## Exercise requirements
**A.** Reproduce the stretch of the passage on ready-to-eat food safety from "We spoke with" through "of RTE foods.", copying it word for word.
**B.** In the passage on ready-to-eat food safety, what position does Benjamin Miller hold at the Acheson Group?
**C.** Continue the passage on ready-to-eat food safety, starting after its last sentence.

## Source text
Ready to eat foods (RTE) pose a significant risk of foodborne illness, if proper safety precautions are not followed. Key to keeping contaminants out of your RTEs and keeping regulatory action at bay is developing a strong environmental control program (ECP).

We spoke with Benjamin Miller, vice president of regulatory and scientific affairs at the Acheson Group, about the core components of an ECP and the biggest risk areas for producers of RTE foods.

There are three key components of an ECP:

  • Hygienic design of a facility and equipment
  • People management within a facility or operation
  • Sanitation

“From a facility standpoint, you want a facility that is constructed well,” says Miller. “The floor, walls and ceilings are in good condition. You have adequate water drainage, if you’re going to be using a wet clean as part of your sanitation program and, from the equipment standpoint, you want equipment that is designed to be cleaned and is easy to clean. That is one of the areas where we see some of the biggest issues in terms of risk from environmental contaminants and pathogens.”

There are multiple challenges to keeping equipment clean and santized, notes Miller. And it starts with a lack of standardization. There is little regulation on equipment design for food processing, although there have been efforts among industry, with groups such as the 3-A Consortium in the dairy industry and the European Hygienic Engineering and Design Group (EHEDG). “But a lot of equipment is custom fabricated in the food manufacturing space, and equipment is expensive and has a long serviceable life span,” says Miller. “So, while we do understand the good principles of hygienic design, those are not always baked into equipment design, either because of the cost or the complexity of the design of the equipment itself.”

## Supplied entries

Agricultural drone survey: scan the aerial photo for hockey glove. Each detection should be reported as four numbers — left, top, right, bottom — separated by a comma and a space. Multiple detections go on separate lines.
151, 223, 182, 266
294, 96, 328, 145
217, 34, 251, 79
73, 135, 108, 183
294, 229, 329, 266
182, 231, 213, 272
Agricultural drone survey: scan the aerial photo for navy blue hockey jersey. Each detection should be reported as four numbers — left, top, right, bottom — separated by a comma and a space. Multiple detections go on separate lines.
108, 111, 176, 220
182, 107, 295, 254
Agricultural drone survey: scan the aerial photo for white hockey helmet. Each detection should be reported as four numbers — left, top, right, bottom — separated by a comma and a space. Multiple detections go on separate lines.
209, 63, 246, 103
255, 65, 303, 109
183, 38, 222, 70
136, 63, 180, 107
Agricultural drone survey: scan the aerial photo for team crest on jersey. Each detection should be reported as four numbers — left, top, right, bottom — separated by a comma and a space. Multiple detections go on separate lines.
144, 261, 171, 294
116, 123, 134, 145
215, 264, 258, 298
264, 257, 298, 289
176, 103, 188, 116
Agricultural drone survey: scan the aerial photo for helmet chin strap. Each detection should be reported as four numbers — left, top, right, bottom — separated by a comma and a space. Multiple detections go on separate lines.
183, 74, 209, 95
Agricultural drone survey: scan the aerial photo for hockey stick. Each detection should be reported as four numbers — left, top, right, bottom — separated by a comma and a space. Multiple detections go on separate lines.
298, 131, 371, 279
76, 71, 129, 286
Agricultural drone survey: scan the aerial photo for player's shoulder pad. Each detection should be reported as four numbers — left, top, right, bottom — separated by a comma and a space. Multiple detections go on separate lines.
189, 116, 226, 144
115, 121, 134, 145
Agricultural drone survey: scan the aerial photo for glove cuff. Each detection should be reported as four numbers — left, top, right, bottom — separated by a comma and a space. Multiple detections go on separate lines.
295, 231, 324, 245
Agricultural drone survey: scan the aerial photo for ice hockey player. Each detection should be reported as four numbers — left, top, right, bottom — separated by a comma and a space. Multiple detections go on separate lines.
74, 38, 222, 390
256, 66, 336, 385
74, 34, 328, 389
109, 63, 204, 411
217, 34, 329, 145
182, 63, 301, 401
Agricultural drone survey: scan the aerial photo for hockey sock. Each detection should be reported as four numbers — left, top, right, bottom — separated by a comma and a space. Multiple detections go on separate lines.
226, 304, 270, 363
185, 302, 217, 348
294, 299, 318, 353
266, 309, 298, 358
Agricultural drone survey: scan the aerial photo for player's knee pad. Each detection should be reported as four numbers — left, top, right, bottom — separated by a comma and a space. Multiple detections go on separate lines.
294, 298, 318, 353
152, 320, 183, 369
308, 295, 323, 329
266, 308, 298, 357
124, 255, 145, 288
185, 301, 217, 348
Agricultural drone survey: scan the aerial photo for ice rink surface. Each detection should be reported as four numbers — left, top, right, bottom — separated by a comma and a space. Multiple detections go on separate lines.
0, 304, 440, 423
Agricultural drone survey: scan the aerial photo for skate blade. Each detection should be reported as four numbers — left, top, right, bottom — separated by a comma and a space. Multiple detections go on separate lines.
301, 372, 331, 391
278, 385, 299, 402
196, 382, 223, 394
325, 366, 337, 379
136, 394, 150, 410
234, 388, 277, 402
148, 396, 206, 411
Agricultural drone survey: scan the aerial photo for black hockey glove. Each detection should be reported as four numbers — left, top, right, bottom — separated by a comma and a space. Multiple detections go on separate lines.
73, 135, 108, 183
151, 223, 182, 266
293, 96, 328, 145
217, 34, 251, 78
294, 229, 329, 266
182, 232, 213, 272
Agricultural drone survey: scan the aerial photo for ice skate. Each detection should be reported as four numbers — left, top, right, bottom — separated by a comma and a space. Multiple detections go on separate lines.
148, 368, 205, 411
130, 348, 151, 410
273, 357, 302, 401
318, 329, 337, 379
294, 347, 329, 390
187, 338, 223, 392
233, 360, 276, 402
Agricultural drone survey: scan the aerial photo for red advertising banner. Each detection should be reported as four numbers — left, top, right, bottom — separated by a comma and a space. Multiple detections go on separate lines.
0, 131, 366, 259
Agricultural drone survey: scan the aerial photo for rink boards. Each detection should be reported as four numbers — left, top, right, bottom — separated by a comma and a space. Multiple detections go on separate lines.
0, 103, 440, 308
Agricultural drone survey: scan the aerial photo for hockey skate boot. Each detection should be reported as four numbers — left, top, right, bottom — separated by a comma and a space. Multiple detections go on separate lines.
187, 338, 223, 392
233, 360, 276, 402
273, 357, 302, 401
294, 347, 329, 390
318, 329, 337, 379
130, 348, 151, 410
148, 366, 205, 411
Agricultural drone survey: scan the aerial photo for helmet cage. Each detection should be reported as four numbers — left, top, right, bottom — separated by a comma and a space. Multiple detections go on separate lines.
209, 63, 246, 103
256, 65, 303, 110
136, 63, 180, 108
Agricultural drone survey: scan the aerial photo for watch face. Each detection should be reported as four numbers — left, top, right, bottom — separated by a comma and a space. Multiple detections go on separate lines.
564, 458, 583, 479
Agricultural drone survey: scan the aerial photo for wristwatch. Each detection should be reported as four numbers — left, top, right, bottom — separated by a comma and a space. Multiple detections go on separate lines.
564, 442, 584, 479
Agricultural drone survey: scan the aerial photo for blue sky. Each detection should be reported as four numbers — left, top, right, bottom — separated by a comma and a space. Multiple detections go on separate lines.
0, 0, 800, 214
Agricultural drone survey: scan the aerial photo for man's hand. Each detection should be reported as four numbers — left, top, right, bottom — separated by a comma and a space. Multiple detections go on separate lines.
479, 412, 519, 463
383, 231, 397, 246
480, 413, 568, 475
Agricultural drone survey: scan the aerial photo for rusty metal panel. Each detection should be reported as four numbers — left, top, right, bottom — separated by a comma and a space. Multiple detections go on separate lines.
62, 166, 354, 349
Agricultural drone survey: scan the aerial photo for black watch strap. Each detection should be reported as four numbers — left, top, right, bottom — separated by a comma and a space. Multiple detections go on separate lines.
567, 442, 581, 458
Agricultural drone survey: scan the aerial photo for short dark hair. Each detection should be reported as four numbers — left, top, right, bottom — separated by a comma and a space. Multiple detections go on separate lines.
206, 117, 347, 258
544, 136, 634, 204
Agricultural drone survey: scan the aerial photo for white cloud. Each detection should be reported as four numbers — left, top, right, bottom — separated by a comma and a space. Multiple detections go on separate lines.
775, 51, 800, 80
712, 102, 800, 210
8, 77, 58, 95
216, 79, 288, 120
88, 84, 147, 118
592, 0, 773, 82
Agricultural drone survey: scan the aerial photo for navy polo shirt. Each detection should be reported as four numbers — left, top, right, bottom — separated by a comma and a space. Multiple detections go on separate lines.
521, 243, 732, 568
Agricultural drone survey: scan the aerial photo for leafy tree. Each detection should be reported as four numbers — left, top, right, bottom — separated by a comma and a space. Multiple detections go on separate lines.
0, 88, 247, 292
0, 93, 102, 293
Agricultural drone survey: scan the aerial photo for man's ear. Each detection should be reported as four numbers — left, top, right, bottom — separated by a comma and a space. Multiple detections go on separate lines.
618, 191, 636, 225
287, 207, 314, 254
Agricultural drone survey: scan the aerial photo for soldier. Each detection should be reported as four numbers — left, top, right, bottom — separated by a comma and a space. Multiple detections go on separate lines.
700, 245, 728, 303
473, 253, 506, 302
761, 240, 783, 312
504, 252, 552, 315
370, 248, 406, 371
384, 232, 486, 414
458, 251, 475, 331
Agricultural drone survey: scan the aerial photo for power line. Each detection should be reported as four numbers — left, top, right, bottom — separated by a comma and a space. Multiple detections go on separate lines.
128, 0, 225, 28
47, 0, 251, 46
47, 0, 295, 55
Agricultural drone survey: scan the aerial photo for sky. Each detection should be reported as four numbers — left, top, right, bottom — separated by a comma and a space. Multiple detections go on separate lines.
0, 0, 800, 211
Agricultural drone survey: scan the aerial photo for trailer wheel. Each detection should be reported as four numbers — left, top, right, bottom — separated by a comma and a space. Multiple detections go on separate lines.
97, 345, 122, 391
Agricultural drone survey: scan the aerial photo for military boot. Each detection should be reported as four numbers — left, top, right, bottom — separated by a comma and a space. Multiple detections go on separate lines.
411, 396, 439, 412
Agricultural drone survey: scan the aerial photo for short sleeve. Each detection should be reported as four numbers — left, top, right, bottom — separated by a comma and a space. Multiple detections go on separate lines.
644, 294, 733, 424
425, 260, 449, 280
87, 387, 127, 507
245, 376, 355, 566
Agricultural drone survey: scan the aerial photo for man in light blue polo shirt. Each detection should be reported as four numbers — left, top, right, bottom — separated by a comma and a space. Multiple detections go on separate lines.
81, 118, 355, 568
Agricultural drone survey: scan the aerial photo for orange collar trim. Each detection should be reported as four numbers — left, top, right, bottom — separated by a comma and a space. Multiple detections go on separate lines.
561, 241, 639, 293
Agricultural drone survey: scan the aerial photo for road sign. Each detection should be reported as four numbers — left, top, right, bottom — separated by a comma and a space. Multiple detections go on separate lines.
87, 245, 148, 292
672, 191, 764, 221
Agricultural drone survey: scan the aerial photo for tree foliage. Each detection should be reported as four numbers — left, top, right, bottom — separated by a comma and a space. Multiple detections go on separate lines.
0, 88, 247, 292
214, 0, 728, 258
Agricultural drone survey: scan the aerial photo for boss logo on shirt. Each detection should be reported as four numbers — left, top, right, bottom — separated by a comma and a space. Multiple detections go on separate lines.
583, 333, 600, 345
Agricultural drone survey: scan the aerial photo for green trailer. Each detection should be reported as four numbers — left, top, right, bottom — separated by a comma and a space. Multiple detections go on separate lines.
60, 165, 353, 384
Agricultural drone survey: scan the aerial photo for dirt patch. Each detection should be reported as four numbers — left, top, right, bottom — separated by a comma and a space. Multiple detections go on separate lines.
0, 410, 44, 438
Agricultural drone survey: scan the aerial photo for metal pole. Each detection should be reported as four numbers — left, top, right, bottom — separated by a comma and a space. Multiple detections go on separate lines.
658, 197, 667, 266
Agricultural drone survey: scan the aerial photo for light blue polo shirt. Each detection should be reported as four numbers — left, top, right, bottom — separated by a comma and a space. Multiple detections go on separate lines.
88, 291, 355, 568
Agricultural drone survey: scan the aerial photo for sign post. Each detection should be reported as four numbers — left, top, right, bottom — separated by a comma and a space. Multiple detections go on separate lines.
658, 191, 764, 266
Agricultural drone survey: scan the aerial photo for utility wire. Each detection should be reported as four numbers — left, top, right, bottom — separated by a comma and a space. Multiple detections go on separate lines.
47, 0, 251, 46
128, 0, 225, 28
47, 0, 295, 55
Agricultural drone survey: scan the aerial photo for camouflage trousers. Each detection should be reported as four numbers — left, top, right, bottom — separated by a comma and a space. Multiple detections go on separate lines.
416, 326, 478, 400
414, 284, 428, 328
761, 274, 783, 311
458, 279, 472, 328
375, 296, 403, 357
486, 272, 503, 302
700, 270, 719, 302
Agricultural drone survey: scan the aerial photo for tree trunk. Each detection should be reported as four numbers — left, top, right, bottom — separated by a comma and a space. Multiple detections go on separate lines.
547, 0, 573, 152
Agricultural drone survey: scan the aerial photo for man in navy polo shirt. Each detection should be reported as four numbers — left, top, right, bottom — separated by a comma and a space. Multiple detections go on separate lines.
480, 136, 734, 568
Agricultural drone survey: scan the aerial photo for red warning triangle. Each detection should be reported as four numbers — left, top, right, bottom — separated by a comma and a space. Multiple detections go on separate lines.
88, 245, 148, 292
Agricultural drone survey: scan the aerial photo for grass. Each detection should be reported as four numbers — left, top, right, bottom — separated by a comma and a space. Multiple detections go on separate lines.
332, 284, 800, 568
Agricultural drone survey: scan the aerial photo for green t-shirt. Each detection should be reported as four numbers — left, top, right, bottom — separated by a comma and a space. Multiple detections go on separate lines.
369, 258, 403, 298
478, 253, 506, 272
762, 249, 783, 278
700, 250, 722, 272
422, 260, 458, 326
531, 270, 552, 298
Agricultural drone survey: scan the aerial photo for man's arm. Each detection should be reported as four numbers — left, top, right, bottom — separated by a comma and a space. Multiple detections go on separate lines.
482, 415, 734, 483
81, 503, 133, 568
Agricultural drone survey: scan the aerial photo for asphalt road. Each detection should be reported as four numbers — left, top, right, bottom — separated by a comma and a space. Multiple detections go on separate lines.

## Response list
**A.**
We spoke with Benjamin Miller, vice president of regulatory and scientific affairs at the Acheson Group, about the core components of an ECP and the biggest risk areas for producers of RTE foods.

**B.** He is vice president of regulatory and scientific affairs.

**C.**
Equipment Considerations

When investigating new equipment or reviewing your existing equipment, you want to look at the materials used as well as placement of the equipment. “We think about stainless steel as being easy to clean and sanitize, but even with stainless steel there are different finishes that can make it more difficult to clean, so you need to think about the the different finishes that come on the equipment, the seams where the weld points are and how smooth those weld points are,” says Miller.

Flat surfaces can collect dirt, debris and water. “Rotating existing infrastructure or equipment components can make a significant difference in cleanability, drying and run off,” says Miller.

The placement of the equipment in the facility can also affect cleanability. “A good analogy is, if you look under the hood of your car some engines are in there so tight that you have to take everything apart to get in there to fix or replace a specific part,” says Miller. “Other cars, you can practically climb inside and get to every piece of equipment easily.”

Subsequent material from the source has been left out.